**PROBLEM TO SOLVE**: Write the data out again, exactly as given.

**THE RECORDS**:
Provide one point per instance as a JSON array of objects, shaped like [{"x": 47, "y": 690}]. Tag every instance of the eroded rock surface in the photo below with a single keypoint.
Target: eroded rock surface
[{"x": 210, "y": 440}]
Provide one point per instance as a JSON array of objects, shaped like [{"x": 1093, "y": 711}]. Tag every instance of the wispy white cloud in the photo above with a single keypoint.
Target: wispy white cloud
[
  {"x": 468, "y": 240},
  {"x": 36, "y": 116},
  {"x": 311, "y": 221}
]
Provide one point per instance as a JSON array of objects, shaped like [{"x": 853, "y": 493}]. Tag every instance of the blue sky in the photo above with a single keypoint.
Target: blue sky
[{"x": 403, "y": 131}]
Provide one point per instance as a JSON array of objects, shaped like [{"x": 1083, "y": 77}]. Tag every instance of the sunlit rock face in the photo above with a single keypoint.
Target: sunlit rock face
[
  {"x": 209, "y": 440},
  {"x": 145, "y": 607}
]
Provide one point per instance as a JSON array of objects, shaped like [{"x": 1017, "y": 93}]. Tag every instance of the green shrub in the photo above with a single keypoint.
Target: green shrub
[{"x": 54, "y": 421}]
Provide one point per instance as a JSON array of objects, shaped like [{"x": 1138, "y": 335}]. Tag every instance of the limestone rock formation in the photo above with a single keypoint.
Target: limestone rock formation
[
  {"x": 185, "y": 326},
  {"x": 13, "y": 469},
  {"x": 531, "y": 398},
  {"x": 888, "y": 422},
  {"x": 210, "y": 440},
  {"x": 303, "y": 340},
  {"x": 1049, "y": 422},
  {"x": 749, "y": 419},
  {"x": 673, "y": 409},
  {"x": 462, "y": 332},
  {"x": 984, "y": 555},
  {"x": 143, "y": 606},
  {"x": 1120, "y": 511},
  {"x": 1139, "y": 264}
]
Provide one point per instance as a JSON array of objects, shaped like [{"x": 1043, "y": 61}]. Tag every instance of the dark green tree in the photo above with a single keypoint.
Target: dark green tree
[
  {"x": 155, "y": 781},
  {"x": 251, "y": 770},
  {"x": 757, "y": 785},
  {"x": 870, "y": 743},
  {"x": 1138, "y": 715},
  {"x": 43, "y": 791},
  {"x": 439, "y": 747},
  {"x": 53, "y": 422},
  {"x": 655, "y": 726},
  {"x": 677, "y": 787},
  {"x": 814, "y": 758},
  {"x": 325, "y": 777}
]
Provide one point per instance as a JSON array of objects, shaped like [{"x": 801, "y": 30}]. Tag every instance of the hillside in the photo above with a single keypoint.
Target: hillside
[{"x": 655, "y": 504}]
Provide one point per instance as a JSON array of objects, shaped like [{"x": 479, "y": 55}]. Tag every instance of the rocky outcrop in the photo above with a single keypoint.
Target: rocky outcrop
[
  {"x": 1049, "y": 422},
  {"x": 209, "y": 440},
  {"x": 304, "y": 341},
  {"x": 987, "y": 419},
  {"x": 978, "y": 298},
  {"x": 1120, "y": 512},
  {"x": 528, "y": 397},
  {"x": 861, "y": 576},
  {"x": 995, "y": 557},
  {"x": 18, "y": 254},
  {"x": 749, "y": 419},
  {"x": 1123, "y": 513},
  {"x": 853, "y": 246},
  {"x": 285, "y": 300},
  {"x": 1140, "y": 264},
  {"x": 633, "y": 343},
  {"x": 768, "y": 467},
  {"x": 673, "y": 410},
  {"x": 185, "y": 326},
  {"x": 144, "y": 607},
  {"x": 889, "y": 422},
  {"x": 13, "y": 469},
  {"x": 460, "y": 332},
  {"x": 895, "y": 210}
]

**REPLY TO THE TASK**:
Provide one point per instance as a JSON array of objects, shaped like [{"x": 47, "y": 690}]. Tag every instance of the eroded rock surface in the photo below with a single keypoint.
Target: eroded rock surface
[{"x": 210, "y": 440}]
Provide one point per instance as a JSON array of objects, shaped like [{"x": 1093, "y": 711}]. Tag every instance of the wispy white cloud in the photo above with a single keypoint.
Target: wispy white cloud
[
  {"x": 468, "y": 240},
  {"x": 36, "y": 116},
  {"x": 311, "y": 221}
]
Provide one point per instance as a JSON array of objects, shaped like [{"x": 853, "y": 493}]. Tag every instance of the blue sky in the photo above with a single keypoint.
Target: blue sky
[{"x": 403, "y": 131}]
Provide one point per instance as a JSON array of objects, shaped like [{"x": 1083, "y": 77}]. Tag every instance of the sunlit rock face in the photo above with a single keypoint.
Target: sunlit rock face
[
  {"x": 209, "y": 440},
  {"x": 145, "y": 607}
]
Provide one point per instance as a JSON array of objects, shaped like [{"x": 1017, "y": 93}]. Tag every instance of the green shrub in the photo above with a single keypoint.
Target: green shrub
[{"x": 54, "y": 421}]
Provide one point per instance as a JSON array of objects, shaped like [{"x": 1138, "y": 335}]. Tag every instance of the limestone rock formation in the photo above with a single keypoint.
Target: limestone rock formation
[
  {"x": 185, "y": 326},
  {"x": 13, "y": 469},
  {"x": 531, "y": 398},
  {"x": 888, "y": 422},
  {"x": 210, "y": 440},
  {"x": 303, "y": 340},
  {"x": 1049, "y": 422},
  {"x": 749, "y": 419},
  {"x": 673, "y": 409},
  {"x": 462, "y": 332},
  {"x": 984, "y": 555},
  {"x": 143, "y": 606},
  {"x": 1120, "y": 511},
  {"x": 1139, "y": 264}
]
Provide one point per instance as a JSON array of objects, shaped like [{"x": 1043, "y": 61}]. Tag every instance of the dark green tree in the photo above with a single keypoint.
Target: dark green tree
[
  {"x": 155, "y": 781},
  {"x": 251, "y": 770},
  {"x": 757, "y": 785},
  {"x": 870, "y": 743},
  {"x": 1138, "y": 715},
  {"x": 43, "y": 791},
  {"x": 439, "y": 747},
  {"x": 53, "y": 422},
  {"x": 655, "y": 726},
  {"x": 677, "y": 787},
  {"x": 814, "y": 758},
  {"x": 325, "y": 777}
]
Provide one point per instance as a JSON array of objects, shaped like [{"x": 801, "y": 30}]. Tag every instance of the hillside in the photo above with a single keypoint.
Target: hillside
[{"x": 655, "y": 504}]
Provide one point per instance as a JSON array of objects, shaped like [{"x": 479, "y": 55}]. Tag every instance of the rocky outcrop in the photo above with a single keypoint.
Target: rocky outcrop
[
  {"x": 1049, "y": 422},
  {"x": 209, "y": 440},
  {"x": 304, "y": 341},
  {"x": 987, "y": 419},
  {"x": 978, "y": 298},
  {"x": 1120, "y": 512},
  {"x": 528, "y": 397},
  {"x": 861, "y": 576},
  {"x": 995, "y": 557},
  {"x": 18, "y": 254},
  {"x": 749, "y": 419},
  {"x": 1123, "y": 513},
  {"x": 853, "y": 246},
  {"x": 285, "y": 300},
  {"x": 1140, "y": 264},
  {"x": 633, "y": 343},
  {"x": 768, "y": 467},
  {"x": 673, "y": 410},
  {"x": 185, "y": 326},
  {"x": 144, "y": 607},
  {"x": 889, "y": 422},
  {"x": 13, "y": 469},
  {"x": 460, "y": 332},
  {"x": 895, "y": 210}
]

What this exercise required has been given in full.